Extract every line of text from the material below and reproduce each one verbatim. Leave the pictures out.

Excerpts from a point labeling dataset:
--*--
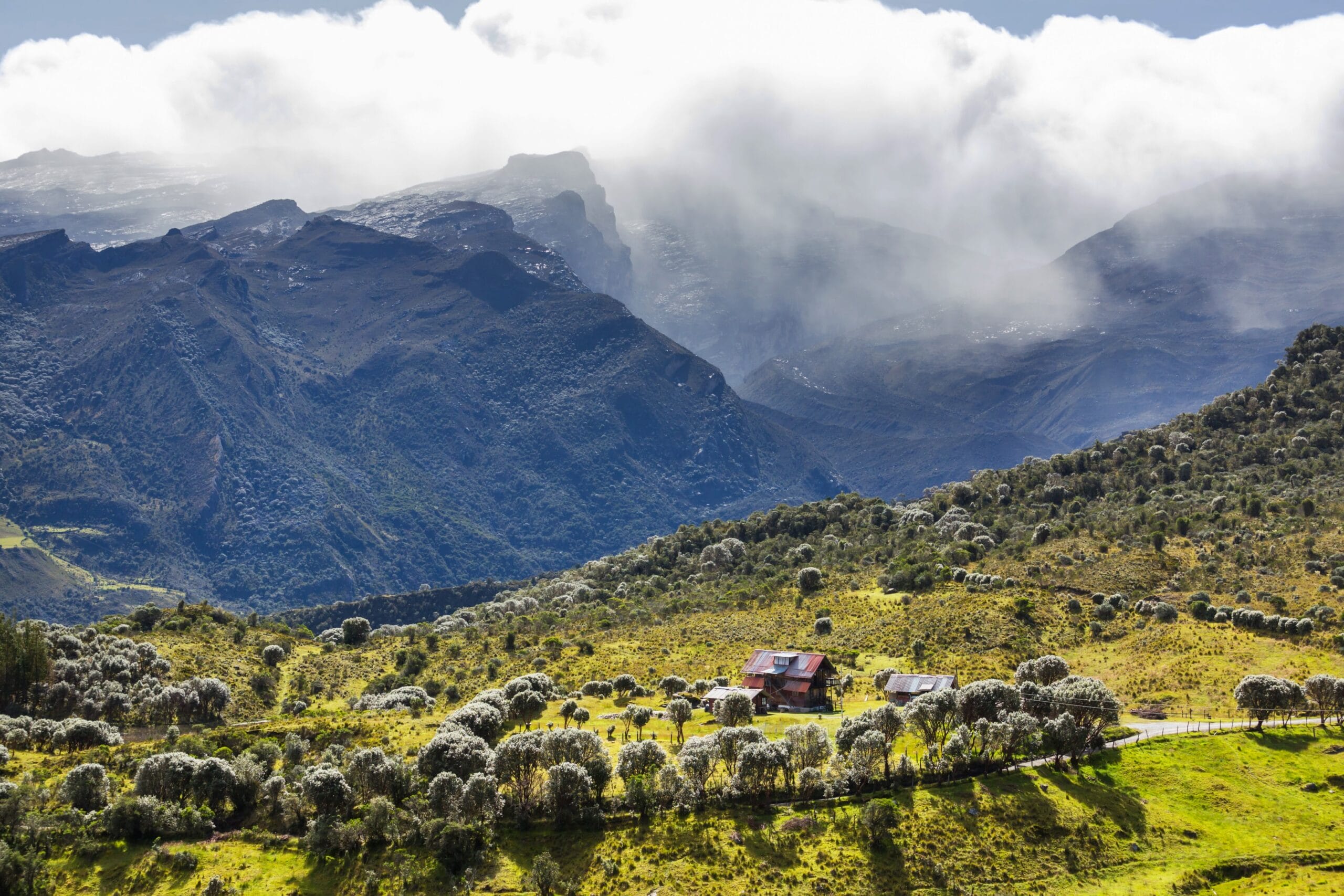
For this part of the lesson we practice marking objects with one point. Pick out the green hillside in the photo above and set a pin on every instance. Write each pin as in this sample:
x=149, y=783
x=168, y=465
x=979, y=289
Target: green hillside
x=450, y=754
--*--
TASK SOLUTION:
For this part of the lesson we practice marking objects with one point. Pick out the green hillside in the photo above and set a pin on every instance. Write each pin as in this sample:
x=149, y=783
x=168, y=465
x=979, y=289
Target: green hillside
x=450, y=754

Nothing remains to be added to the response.